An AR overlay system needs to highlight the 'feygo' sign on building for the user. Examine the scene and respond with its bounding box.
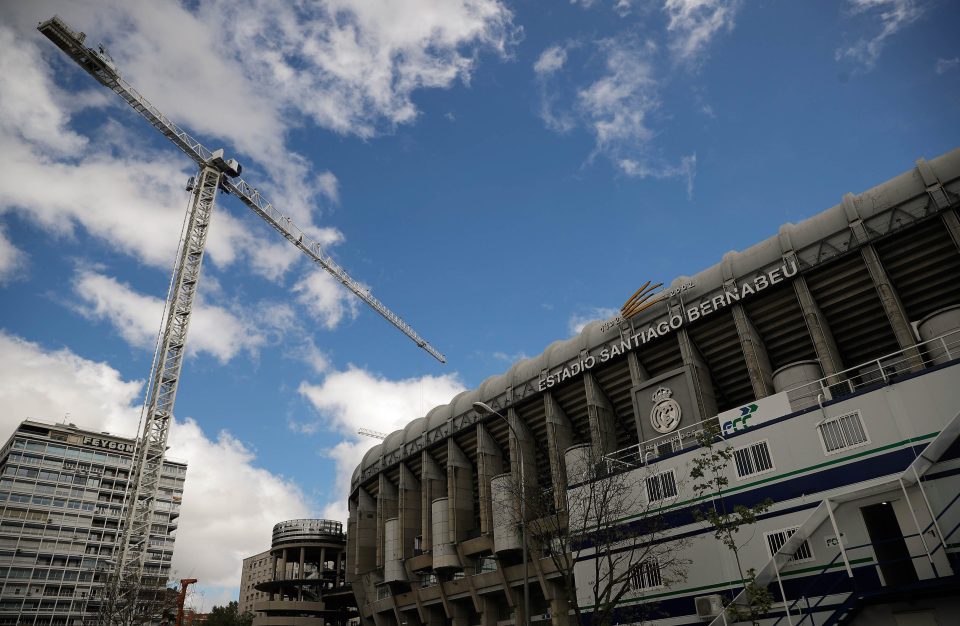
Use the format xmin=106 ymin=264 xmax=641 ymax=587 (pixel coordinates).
xmin=83 ymin=437 xmax=133 ymax=452
xmin=537 ymin=260 xmax=797 ymax=391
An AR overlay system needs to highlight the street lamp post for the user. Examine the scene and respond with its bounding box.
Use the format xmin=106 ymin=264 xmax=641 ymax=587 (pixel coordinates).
xmin=473 ymin=402 xmax=530 ymax=626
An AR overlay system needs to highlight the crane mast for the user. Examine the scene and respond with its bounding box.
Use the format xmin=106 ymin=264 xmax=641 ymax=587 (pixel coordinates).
xmin=37 ymin=16 xmax=446 ymax=624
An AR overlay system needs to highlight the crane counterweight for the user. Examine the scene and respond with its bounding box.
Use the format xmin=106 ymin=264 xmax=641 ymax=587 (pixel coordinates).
xmin=37 ymin=16 xmax=446 ymax=624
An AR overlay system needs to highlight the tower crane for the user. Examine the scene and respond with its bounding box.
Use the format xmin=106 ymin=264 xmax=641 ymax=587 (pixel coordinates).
xmin=37 ymin=16 xmax=446 ymax=623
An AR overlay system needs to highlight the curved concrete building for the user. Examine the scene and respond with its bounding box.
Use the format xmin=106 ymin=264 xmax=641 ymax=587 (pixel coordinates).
xmin=347 ymin=150 xmax=960 ymax=626
xmin=253 ymin=519 xmax=357 ymax=626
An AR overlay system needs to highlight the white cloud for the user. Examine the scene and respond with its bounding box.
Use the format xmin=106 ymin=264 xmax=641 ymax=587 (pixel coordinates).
xmin=317 ymin=172 xmax=340 ymax=202
xmin=533 ymin=46 xmax=567 ymax=74
xmin=0 ymin=227 xmax=25 ymax=285
xmin=834 ymin=0 xmax=924 ymax=71
xmin=577 ymin=40 xmax=660 ymax=160
xmin=0 ymin=22 xmax=312 ymax=277
xmin=0 ymin=0 xmax=517 ymax=278
xmin=293 ymin=367 xmax=465 ymax=521
xmin=935 ymin=57 xmax=960 ymax=74
xmin=74 ymin=270 xmax=268 ymax=363
xmin=293 ymin=268 xmax=358 ymax=330
xmin=567 ymin=307 xmax=620 ymax=335
xmin=534 ymin=37 xmax=696 ymax=188
xmin=0 ymin=332 xmax=309 ymax=588
xmin=663 ymin=0 xmax=740 ymax=63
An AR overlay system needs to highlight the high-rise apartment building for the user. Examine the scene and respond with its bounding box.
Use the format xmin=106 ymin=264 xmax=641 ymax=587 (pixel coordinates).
xmin=237 ymin=550 xmax=273 ymax=616
xmin=0 ymin=420 xmax=187 ymax=626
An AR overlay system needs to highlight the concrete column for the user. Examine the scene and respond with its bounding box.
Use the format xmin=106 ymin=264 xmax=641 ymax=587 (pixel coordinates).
xmin=940 ymin=209 xmax=960 ymax=252
xmin=731 ymin=304 xmax=773 ymax=400
xmin=860 ymin=244 xmax=923 ymax=371
xmin=543 ymin=390 xmax=572 ymax=511
xmin=843 ymin=193 xmax=923 ymax=371
xmin=779 ymin=224 xmax=843 ymax=384
xmin=548 ymin=581 xmax=570 ymax=626
xmin=507 ymin=407 xmax=537 ymax=502
xmin=477 ymin=423 xmax=503 ymax=534
xmin=628 ymin=351 xmax=650 ymax=442
xmin=670 ymin=305 xmax=718 ymax=419
xmin=353 ymin=487 xmax=377 ymax=575
xmin=721 ymin=253 xmax=773 ymax=400
xmin=270 ymin=555 xmax=279 ymax=602
xmin=420 ymin=450 xmax=447 ymax=550
xmin=583 ymin=372 xmax=617 ymax=455
xmin=447 ymin=437 xmax=473 ymax=542
xmin=377 ymin=472 xmax=397 ymax=567
xmin=793 ymin=275 xmax=843 ymax=383
xmin=397 ymin=463 xmax=421 ymax=559
xmin=297 ymin=547 xmax=305 ymax=601
xmin=480 ymin=597 xmax=500 ymax=626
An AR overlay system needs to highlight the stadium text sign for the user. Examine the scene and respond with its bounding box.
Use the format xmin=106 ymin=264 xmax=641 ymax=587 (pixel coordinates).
xmin=537 ymin=260 xmax=797 ymax=391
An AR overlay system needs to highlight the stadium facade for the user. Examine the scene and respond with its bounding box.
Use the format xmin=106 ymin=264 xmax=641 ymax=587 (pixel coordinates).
xmin=0 ymin=420 xmax=187 ymax=626
xmin=347 ymin=150 xmax=960 ymax=626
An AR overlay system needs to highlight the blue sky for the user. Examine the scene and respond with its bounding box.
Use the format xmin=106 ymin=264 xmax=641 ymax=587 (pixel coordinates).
xmin=0 ymin=0 xmax=960 ymax=607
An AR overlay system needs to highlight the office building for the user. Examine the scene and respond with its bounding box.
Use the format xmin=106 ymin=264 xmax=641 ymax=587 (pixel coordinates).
xmin=237 ymin=550 xmax=273 ymax=616
xmin=0 ymin=419 xmax=187 ymax=626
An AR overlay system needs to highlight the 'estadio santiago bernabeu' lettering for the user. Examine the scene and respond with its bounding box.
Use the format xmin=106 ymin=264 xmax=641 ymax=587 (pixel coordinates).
xmin=537 ymin=260 xmax=797 ymax=391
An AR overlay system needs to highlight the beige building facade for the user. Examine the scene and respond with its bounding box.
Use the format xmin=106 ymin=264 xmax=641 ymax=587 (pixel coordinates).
xmin=237 ymin=550 xmax=273 ymax=616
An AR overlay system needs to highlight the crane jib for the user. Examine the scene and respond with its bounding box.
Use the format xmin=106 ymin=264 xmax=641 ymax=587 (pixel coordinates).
xmin=37 ymin=16 xmax=446 ymax=625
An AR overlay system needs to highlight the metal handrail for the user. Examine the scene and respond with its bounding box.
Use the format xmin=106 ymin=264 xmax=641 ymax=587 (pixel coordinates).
xmin=605 ymin=329 xmax=960 ymax=467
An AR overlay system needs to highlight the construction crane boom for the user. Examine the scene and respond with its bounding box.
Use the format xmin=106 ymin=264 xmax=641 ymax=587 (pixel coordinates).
xmin=37 ymin=16 xmax=446 ymax=624
xmin=38 ymin=16 xmax=447 ymax=363
xmin=357 ymin=428 xmax=387 ymax=439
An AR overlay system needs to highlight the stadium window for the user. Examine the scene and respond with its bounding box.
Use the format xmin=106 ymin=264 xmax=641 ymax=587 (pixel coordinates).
xmin=817 ymin=411 xmax=870 ymax=454
xmin=733 ymin=440 xmax=773 ymax=478
xmin=630 ymin=559 xmax=663 ymax=591
xmin=763 ymin=526 xmax=813 ymax=563
xmin=647 ymin=469 xmax=677 ymax=502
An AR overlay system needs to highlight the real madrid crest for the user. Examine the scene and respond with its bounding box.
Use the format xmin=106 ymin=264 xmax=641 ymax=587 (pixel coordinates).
xmin=650 ymin=387 xmax=680 ymax=434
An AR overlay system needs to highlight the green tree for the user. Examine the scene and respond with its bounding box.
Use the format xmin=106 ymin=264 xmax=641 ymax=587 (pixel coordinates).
xmin=690 ymin=420 xmax=773 ymax=624
xmin=206 ymin=601 xmax=253 ymax=626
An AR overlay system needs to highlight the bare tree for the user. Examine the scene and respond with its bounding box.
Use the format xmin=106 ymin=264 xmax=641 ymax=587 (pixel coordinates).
xmin=90 ymin=575 xmax=178 ymax=626
xmin=498 ymin=446 xmax=689 ymax=626
xmin=690 ymin=420 xmax=773 ymax=625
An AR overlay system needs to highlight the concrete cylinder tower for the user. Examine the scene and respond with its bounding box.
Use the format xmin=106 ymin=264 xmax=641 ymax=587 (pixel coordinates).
xmin=253 ymin=519 xmax=357 ymax=626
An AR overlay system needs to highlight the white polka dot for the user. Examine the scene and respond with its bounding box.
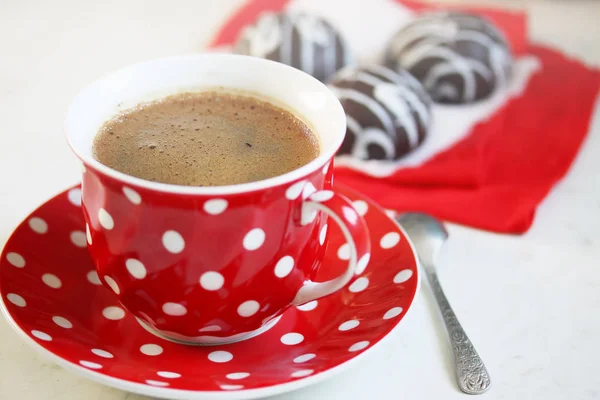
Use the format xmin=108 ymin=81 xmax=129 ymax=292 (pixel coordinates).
xmin=302 ymin=182 xmax=317 ymax=200
xmin=79 ymin=360 xmax=102 ymax=369
xmin=281 ymin=332 xmax=304 ymax=346
xmin=225 ymin=372 xmax=250 ymax=380
xmin=98 ymin=208 xmax=115 ymax=231
xmin=198 ymin=325 xmax=221 ymax=332
xmin=338 ymin=243 xmax=350 ymax=260
xmin=290 ymin=369 xmax=315 ymax=378
xmin=296 ymin=300 xmax=319 ymax=311
xmin=29 ymin=217 xmax=48 ymax=234
xmin=92 ymin=349 xmax=114 ymax=358
xmin=319 ymin=224 xmax=327 ymax=246
xmin=85 ymin=224 xmax=92 ymax=245
xmin=348 ymin=340 xmax=369 ymax=352
xmin=200 ymin=271 xmax=225 ymax=291
xmin=140 ymin=343 xmax=163 ymax=356
xmin=244 ymin=228 xmax=265 ymax=251
xmin=71 ymin=231 xmax=86 ymax=248
xmin=31 ymin=329 xmax=52 ymax=342
xmin=348 ymin=276 xmax=369 ymax=293
xmin=356 ymin=253 xmax=371 ymax=275
xmin=238 ymin=300 xmax=260 ymax=317
xmin=383 ymin=307 xmax=402 ymax=319
xmin=275 ymin=256 xmax=294 ymax=278
xmin=156 ymin=371 xmax=181 ymax=379
xmin=6 ymin=293 xmax=27 ymax=308
xmin=52 ymin=316 xmax=73 ymax=329
xmin=294 ymin=353 xmax=317 ymax=364
xmin=204 ymin=199 xmax=228 ymax=215
xmin=42 ymin=274 xmax=62 ymax=289
xmin=342 ymin=206 xmax=358 ymax=225
xmin=125 ymin=258 xmax=146 ymax=279
xmin=67 ymin=188 xmax=81 ymax=207
xmin=163 ymin=303 xmax=187 ymax=317
xmin=285 ymin=181 xmax=306 ymax=200
xmin=146 ymin=379 xmax=169 ymax=387
xmin=310 ymin=190 xmax=333 ymax=202
xmin=338 ymin=319 xmax=360 ymax=331
xmin=123 ymin=186 xmax=142 ymax=205
xmin=208 ymin=350 xmax=233 ymax=363
xmin=221 ymin=385 xmax=244 ymax=390
xmin=102 ymin=306 xmax=125 ymax=321
xmin=86 ymin=270 xmax=102 ymax=285
xmin=379 ymin=232 xmax=400 ymax=249
xmin=104 ymin=275 xmax=121 ymax=295
xmin=6 ymin=252 xmax=25 ymax=268
xmin=163 ymin=231 xmax=185 ymax=254
xmin=394 ymin=269 xmax=412 ymax=283
xmin=352 ymin=200 xmax=369 ymax=216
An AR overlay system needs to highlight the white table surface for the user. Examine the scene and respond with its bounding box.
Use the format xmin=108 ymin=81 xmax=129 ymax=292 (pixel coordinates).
xmin=0 ymin=0 xmax=600 ymax=400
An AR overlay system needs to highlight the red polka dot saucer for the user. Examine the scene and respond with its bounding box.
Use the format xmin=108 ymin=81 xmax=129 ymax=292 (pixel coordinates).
xmin=0 ymin=183 xmax=419 ymax=399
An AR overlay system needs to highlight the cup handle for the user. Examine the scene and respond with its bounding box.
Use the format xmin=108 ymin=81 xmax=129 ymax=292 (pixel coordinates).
xmin=292 ymin=190 xmax=371 ymax=306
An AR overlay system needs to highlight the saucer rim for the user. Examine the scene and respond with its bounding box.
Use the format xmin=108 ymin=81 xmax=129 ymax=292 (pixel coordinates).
xmin=0 ymin=183 xmax=421 ymax=400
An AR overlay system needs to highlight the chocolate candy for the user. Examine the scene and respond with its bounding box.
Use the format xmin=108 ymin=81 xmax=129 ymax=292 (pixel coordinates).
xmin=235 ymin=12 xmax=350 ymax=81
xmin=329 ymin=65 xmax=431 ymax=160
xmin=386 ymin=12 xmax=512 ymax=104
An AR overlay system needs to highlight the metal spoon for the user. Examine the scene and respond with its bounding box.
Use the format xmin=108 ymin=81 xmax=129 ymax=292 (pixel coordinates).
xmin=397 ymin=213 xmax=491 ymax=394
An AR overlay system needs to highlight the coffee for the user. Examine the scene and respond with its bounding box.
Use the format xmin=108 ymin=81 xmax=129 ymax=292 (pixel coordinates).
xmin=93 ymin=90 xmax=319 ymax=186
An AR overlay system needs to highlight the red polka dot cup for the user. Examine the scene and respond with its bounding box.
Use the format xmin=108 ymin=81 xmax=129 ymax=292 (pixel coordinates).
xmin=66 ymin=54 xmax=370 ymax=344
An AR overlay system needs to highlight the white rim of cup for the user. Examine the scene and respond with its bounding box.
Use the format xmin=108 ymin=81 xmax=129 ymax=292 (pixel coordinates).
xmin=65 ymin=53 xmax=346 ymax=195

* * * *

> What needs to be done
Copy out every line from the one containing "polka dot cup" through the last line, both included, and add -60 to each coordinate in the answers. Leave every other number unchanged.

> Written reply
An AR overlay system needs to highlight the red polka dot cup for the user. Examine the scene and respond with its bounding box.
Use the format xmin=108 ymin=81 xmax=129 ymax=292 (pixel coordinates).
xmin=6 ymin=-6 xmax=310 ymax=284
An AR overlay system needs to highlight the white rim of cup for the user. Examine the scene and respond with its bounding box.
Use the format xmin=108 ymin=81 xmax=129 ymax=292 (pixel coordinates).
xmin=5 ymin=-7 xmax=286 ymax=135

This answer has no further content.